Excerto do texto:
________________________________________

A 1 de Janeiro de 2002 as notas e moedas de euro "verão a luz
do dia". Cerca de 50 mil milhões de moedas e 15 mil milhões
notas entrarão em circulação progressivamente. A Cimeira
de Madrid em 1995 definiu o calendário da transição para
o Euro - o período de dupla circulação com as moedas nacionais
deverá estar concluído o mais tardar até Junho de 2002.
Nove Estados-membros da zona euro já decidiram antecipar essa data para
Fevereiro de 2002.
A transição levanta muitos problemas - da produção de notas e de moedas, a mudança da facturação e contabilidade das empresas, a transformação de todos os sistemas informáticos públicos e privados, a mudança das contas bancárias e a introdução das notas nos terminais ATM (1), o pagamento dos impostos e dos serviços públicos - mas, a dificuldade maior, será o passar a usar diariamente uma nova moeda.
A implementação do Euro em 2000
A um ano da entrada em circulação das notas e moedas de euro,
a maioria dos agentes económicos e particulares continuam a laborar como
se o euro "não existisse". Segundo o relatório anual
de avaliação da Comissão Europeia, em 2000 houve uma regressão
dos volumes transaccionados em euros pelas empresas e particulares, assim com
uma redução do número de abertura de novas contas bancárias
em euros - menos de 1% das contas bancárias dos particulares são
em euros.
Por outro lado, se retirarmos Portugal, Luxemburgo e a Bélgica, menos
de 1% das empresas modificaram os seus sistemas de contabilidade. As pequenas
e médias empresas (PME) são aquelas com maiores atrasos na adaptação.
As empresas multinacionais, grandes beneficiárias da moeda única,
estão mais avançadas - mais de 20% já efectuaram uma mudança
total para o euro e 40% esperam fazê-lo antes do final de 2001. Só
as administrações públicas parecem estar a fazer maiores
progressos na adaptação, sobretudo ao nível de suportes
informáticos e da possibilidade de pagamento dos impostos em euros.
Esta avaliação negativa traduz uma falta de confiança no euro. Sem esta confiança, o projecto da moeda única europeia pode correr sérios riscos. Esta confiança foi abalada pela desvalorização do euro em cerca de 30% face ao dólar, desde da sua introdução a 1 de Janeiro de 1999. Contudo, de Dezembro de 2000 a Janeiro de 2001, o euro começou a recuperar devido ao "arrefecimento" da economia dos EUA..

________________________________________

Material:
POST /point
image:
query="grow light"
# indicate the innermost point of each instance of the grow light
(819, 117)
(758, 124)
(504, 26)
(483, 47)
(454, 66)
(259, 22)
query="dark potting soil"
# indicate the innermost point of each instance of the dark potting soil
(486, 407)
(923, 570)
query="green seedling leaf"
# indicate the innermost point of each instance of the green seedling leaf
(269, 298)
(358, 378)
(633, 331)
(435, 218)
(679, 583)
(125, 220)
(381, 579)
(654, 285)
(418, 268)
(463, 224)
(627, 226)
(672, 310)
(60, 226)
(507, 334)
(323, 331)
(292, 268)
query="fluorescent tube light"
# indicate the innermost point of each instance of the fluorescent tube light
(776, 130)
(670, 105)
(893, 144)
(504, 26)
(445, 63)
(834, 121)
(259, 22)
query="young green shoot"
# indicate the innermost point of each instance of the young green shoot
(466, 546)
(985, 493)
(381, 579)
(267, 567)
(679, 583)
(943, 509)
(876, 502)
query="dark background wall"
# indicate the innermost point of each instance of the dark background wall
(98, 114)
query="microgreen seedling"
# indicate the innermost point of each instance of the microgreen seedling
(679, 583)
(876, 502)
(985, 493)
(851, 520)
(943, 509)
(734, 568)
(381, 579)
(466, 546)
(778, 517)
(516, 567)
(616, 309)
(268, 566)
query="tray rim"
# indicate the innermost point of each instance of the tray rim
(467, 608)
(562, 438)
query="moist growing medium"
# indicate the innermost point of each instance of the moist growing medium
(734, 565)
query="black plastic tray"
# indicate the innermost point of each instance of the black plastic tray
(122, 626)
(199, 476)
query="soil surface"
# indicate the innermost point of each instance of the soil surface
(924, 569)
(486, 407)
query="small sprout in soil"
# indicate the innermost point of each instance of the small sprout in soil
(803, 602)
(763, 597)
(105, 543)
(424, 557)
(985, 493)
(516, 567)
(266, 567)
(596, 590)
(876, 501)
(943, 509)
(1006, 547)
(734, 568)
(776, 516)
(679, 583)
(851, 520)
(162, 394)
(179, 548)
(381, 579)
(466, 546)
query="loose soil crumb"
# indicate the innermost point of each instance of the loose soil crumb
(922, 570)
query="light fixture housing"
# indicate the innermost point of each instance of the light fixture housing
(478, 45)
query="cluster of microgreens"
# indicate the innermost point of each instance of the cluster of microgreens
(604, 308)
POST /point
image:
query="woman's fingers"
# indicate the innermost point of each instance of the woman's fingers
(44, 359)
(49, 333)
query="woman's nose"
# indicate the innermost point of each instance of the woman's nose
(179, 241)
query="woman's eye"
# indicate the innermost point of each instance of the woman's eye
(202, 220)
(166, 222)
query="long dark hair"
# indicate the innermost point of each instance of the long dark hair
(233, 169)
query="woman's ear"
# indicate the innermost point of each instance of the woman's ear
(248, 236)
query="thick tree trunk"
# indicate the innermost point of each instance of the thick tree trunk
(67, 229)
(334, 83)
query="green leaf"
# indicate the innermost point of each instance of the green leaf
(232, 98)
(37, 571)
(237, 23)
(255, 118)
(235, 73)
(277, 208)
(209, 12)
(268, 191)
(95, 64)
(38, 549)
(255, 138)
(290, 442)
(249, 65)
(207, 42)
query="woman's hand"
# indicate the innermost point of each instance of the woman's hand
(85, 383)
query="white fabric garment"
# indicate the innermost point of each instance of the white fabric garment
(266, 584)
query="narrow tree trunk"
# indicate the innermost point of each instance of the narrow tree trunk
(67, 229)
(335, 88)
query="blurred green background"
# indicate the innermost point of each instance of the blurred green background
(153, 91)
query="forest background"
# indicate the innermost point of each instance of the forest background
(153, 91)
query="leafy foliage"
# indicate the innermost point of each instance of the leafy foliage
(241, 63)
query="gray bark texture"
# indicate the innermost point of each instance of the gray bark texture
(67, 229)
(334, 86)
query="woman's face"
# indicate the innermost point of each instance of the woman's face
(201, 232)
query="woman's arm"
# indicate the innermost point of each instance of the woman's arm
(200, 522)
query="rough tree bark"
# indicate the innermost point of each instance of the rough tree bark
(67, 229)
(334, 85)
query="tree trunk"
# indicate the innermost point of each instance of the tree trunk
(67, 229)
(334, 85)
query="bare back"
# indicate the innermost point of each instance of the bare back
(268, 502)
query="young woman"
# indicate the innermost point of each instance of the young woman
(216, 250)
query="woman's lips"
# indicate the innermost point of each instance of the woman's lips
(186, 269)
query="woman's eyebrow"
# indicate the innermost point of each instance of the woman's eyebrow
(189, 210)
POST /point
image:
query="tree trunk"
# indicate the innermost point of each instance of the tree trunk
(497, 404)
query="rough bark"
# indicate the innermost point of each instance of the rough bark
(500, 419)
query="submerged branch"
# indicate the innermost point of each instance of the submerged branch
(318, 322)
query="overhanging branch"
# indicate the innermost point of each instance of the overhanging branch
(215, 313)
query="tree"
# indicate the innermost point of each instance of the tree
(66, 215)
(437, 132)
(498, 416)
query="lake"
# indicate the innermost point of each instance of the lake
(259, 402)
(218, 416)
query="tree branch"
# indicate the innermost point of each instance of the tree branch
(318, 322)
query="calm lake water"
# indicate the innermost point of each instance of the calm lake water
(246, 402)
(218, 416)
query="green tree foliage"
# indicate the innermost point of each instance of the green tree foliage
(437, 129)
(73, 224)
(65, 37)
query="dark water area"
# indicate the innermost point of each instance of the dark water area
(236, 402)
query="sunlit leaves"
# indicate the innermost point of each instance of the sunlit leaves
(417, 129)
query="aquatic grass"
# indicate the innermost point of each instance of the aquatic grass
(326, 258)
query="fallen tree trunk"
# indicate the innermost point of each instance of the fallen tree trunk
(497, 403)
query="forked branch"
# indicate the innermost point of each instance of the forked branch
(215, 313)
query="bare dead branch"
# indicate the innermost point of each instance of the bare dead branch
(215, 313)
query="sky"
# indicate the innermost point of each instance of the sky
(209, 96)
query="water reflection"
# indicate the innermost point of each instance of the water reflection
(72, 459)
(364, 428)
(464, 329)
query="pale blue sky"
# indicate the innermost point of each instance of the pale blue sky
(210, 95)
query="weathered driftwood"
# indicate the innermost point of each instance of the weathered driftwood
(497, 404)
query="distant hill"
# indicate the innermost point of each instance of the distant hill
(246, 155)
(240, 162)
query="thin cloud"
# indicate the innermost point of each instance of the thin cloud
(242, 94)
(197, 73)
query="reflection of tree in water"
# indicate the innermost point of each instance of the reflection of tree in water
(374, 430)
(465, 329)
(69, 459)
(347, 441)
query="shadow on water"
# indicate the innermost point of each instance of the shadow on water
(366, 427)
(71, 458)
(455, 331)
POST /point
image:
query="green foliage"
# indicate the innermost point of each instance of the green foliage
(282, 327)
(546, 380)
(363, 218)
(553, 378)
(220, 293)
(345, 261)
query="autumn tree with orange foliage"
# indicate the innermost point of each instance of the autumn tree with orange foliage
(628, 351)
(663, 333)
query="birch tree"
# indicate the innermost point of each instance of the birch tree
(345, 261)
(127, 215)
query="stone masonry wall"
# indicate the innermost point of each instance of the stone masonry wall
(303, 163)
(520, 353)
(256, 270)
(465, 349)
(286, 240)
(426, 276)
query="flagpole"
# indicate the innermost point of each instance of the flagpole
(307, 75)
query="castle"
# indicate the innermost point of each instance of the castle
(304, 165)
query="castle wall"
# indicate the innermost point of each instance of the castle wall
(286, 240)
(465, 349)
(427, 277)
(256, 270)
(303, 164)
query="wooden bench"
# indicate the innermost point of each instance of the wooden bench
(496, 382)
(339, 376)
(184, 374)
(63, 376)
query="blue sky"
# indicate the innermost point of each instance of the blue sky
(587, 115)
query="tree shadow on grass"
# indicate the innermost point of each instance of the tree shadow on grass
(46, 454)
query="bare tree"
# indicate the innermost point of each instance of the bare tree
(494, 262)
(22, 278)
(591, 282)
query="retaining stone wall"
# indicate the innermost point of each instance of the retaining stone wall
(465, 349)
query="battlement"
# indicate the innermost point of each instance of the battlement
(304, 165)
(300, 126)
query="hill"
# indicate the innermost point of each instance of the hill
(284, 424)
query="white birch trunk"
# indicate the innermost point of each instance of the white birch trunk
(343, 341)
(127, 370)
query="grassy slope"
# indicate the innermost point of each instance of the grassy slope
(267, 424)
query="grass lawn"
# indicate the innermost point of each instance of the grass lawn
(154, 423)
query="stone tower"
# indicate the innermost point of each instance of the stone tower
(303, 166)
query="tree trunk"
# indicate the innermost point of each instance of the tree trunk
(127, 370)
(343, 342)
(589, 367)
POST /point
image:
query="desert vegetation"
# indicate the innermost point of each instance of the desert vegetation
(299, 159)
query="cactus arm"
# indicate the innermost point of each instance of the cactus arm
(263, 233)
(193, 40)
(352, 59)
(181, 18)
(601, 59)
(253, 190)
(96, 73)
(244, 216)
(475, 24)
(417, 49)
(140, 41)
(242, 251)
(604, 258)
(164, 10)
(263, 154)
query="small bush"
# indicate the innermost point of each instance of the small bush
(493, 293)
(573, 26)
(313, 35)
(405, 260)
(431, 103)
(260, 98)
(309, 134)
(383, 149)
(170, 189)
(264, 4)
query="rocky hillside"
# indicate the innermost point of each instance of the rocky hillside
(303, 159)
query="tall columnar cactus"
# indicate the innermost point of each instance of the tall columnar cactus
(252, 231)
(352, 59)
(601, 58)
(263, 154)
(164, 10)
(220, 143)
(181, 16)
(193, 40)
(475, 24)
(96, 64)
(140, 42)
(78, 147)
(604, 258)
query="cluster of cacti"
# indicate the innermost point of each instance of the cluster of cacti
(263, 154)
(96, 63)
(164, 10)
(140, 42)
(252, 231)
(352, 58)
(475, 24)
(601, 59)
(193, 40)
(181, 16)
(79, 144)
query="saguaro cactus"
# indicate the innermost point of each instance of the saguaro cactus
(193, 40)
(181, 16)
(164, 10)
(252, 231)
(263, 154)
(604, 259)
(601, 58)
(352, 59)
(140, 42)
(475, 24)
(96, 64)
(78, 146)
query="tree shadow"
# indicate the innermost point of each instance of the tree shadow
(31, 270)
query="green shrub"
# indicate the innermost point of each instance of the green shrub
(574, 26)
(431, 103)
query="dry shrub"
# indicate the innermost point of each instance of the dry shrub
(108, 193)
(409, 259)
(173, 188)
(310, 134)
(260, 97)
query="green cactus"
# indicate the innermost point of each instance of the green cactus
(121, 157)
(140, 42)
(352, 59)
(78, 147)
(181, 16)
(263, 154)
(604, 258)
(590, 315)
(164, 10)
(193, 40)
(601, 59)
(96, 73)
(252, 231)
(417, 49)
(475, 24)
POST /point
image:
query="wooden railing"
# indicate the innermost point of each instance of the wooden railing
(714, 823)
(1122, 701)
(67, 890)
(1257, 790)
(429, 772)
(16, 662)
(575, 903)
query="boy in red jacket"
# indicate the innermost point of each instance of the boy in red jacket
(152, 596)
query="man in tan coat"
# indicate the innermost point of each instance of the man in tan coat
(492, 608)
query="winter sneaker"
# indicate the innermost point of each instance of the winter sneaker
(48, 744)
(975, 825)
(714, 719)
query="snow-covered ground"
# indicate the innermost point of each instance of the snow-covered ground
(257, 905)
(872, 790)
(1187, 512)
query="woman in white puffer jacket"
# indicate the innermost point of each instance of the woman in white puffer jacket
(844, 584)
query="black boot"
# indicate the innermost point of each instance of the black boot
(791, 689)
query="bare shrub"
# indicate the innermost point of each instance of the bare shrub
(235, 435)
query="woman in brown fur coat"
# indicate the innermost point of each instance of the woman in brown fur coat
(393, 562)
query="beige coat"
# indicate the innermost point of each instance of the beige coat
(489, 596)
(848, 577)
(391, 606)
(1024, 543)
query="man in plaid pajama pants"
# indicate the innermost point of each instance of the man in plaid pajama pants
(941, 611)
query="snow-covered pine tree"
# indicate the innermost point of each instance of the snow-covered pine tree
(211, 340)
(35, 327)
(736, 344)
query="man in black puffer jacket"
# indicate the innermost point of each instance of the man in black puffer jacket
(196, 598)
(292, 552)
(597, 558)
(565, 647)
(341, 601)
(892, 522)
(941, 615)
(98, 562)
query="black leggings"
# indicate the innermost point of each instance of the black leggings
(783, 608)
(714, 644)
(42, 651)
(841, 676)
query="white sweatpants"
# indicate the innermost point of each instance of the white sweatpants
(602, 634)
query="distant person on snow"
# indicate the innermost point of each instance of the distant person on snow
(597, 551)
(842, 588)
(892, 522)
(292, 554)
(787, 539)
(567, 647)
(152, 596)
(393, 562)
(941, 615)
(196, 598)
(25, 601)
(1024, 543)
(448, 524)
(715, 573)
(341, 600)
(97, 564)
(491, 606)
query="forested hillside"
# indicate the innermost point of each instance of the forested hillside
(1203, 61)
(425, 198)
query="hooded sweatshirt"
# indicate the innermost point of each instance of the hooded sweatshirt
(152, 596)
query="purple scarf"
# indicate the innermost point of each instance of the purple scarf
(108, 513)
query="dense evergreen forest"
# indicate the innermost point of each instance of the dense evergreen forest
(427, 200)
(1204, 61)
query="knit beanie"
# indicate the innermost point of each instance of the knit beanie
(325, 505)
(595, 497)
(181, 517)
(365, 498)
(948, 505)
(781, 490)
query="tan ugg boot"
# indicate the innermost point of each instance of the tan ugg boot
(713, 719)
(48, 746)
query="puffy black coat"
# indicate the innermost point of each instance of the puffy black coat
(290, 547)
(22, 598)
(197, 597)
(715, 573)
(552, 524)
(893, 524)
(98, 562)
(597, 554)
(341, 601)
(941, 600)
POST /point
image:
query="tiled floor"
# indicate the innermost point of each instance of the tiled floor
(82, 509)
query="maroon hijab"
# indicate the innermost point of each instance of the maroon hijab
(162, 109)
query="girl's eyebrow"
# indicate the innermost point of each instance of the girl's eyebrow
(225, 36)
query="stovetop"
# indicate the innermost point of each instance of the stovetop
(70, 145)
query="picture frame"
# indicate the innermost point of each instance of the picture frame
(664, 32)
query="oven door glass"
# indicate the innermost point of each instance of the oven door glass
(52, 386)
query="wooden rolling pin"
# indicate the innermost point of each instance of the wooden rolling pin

________________________________________

Objetivo A:
Indique todos os países mencionados pelo nome no texto sobre a transição para o euro.
Objetivo B:
Transcreva o trecho do texto sobre a transição para o euro que começa em "Por outro lado, se" e termina em "atrasos na adaptação.".

Resolução A:
- Portugal
- Luxemburgo
- Bélgica
- EUA

Resolução B:
Por outro lado, se retirarmos Portugal, Luxemburgo e a Bélgica, menos
de 1% das empresas modificaram os seus sistemas de contabilidade. As pequenas
e médias empresas (PME) são aquelas com maiores atrasos na adaptação.